─── Records

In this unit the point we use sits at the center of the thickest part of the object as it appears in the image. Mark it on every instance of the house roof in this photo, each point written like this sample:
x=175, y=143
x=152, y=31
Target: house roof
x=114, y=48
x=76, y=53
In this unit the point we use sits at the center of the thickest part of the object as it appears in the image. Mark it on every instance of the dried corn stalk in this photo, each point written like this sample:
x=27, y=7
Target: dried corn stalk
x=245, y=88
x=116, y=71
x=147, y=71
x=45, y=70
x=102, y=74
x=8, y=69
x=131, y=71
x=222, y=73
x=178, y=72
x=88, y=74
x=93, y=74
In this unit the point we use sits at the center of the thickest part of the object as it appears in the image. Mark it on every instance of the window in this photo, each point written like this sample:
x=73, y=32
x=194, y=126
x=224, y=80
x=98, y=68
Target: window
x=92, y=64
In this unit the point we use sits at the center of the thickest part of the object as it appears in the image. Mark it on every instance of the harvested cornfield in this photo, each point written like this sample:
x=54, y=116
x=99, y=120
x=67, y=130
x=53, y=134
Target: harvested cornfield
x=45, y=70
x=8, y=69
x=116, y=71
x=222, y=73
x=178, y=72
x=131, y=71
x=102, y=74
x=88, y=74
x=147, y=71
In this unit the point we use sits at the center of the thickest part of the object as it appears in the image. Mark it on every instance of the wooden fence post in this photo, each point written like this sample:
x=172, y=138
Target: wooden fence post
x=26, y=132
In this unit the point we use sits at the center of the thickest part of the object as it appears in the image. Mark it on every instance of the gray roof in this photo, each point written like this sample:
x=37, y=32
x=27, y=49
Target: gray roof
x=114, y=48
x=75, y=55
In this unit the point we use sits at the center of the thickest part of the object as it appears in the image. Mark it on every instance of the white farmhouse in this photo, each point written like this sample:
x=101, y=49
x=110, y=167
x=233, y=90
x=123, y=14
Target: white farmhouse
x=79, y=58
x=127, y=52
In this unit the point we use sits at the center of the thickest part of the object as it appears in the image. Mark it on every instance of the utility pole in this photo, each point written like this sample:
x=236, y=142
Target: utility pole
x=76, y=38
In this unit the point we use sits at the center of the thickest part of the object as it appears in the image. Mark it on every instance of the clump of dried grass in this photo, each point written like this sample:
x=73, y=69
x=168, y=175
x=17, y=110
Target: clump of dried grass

──────

_To be done_. Reproduce each entry word for word.

_Output for this exercise_.
In this unit the point we use sits at the center of the thickest part of the object as it appears in the image. Mark it on every instance of the house roof in this photo, each point written like this sample:
x=175, y=143
x=152, y=31
Target: house roof
x=114, y=48
x=76, y=53
In this unit the point we use sits at the center of the thickest part of the object as it appears in the image. Mark it on every instance of the dried corn stalk in this photo, each point written like this sample:
x=27, y=7
Target: dried corn stalk
x=245, y=88
x=116, y=71
x=147, y=71
x=45, y=70
x=102, y=74
x=8, y=69
x=131, y=71
x=222, y=73
x=178, y=72
x=88, y=74
x=93, y=74
In this unit the point we use sits at the center of the thickest part of the object as it appears in the image. Mark it on every instance of the window in this photo, each point written like this sample:
x=73, y=32
x=194, y=126
x=224, y=80
x=98, y=68
Target: window
x=92, y=64
In this unit the point we use sits at the center of the thickest part of the object as it appears in the image. Mark it on every instance of the harvested cornfield in this photo, each point written like this sample:
x=54, y=116
x=99, y=120
x=67, y=130
x=53, y=134
Target: harvested cornfield
x=45, y=70
x=8, y=69
x=116, y=71
x=222, y=73
x=178, y=72
x=131, y=71
x=102, y=74
x=88, y=74
x=147, y=71
In this unit the point we use sits at the center of the thickest part of the object as it appears in the image. Mark it on every instance of the wooden fence post in this photo, each point written like this sample:
x=172, y=138
Target: wooden fence post
x=26, y=132
In this unit the point we use sits at the center of the thickest part of the object as it appears in the image. Mark it on every instance of the gray roof in this photo, each point written like this sample:
x=37, y=32
x=27, y=49
Target: gray roof
x=114, y=48
x=75, y=55
In this unit the point we use sits at the center of the thickest part of the object as it appears in the image. Mark it on every instance of the white farmhouse in this photo, each point written like this sample:
x=101, y=49
x=110, y=167
x=233, y=90
x=123, y=14
Target: white farmhouse
x=79, y=58
x=127, y=52
In this unit the point we use sits at the center of the thickest part of the object as it appears in the image. Mark it on every instance of the utility pole in this photo, each point written like this sample:
x=236, y=142
Target: utility pole
x=76, y=38
In this unit the point we use sits at the center of the thickest part of the object as it appears in the image. Mark it on every instance of the clump of dried grass in this photo, each point written like this sample:
x=73, y=69
x=168, y=175
x=17, y=110
Target: clump of dried grass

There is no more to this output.